● Short task:
Copy out word for word the lines of the data between the line containing "of the long" and the line containing "of the pink", inclusive, and nothing else.

● Data in this exercise:

· · ·

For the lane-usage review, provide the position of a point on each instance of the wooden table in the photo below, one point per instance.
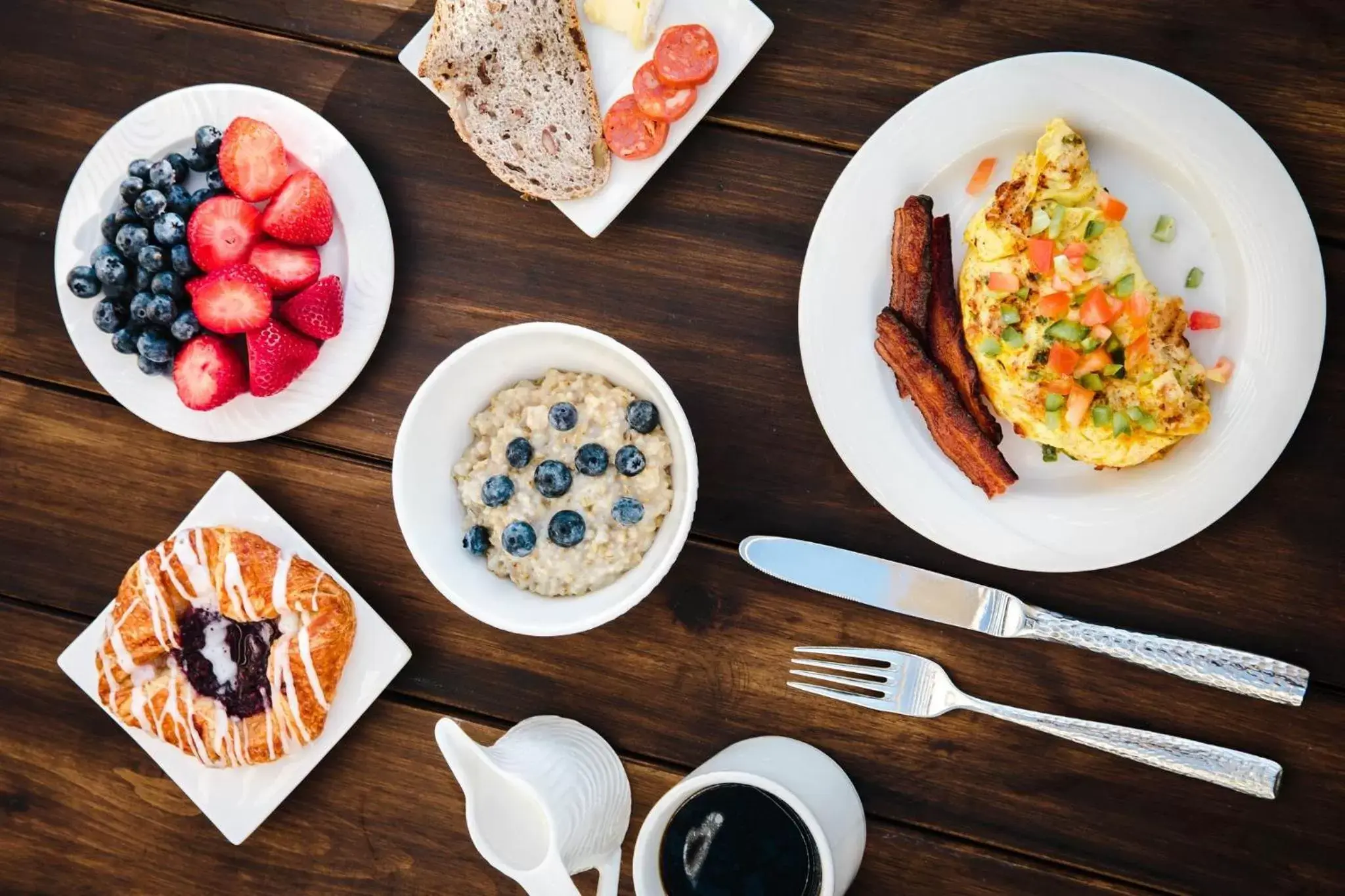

· · ·

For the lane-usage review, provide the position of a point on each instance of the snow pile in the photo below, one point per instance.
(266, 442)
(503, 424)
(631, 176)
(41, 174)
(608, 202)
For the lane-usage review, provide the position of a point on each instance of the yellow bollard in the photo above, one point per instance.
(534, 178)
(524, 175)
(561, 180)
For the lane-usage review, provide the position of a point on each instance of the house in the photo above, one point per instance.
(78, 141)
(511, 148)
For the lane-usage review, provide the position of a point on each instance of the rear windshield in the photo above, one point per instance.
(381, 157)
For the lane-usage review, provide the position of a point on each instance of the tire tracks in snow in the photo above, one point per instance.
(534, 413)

· · ·

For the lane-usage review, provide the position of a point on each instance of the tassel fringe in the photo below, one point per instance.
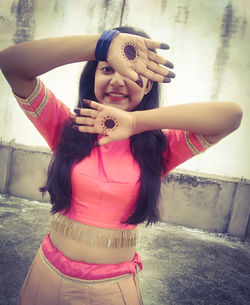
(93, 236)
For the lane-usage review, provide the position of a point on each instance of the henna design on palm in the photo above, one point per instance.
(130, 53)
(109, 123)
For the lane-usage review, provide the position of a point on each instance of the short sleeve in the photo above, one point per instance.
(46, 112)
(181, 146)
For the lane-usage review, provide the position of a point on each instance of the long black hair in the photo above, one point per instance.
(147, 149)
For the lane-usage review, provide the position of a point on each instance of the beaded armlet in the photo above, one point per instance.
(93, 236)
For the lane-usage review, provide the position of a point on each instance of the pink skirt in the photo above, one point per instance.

· · ·

● Output of the task:
For the lane-usage review, provide the position of a point on each instance of the long black hair in the photo above, one point per instance.
(147, 149)
For the lane-usage review, provide the position of a point on each instance of the beaded armlet in the photo above, one point per instance.
(93, 236)
For the lane-usage review, provide the position of a point on each instance of the pink skirt in the photo above, one point per instance.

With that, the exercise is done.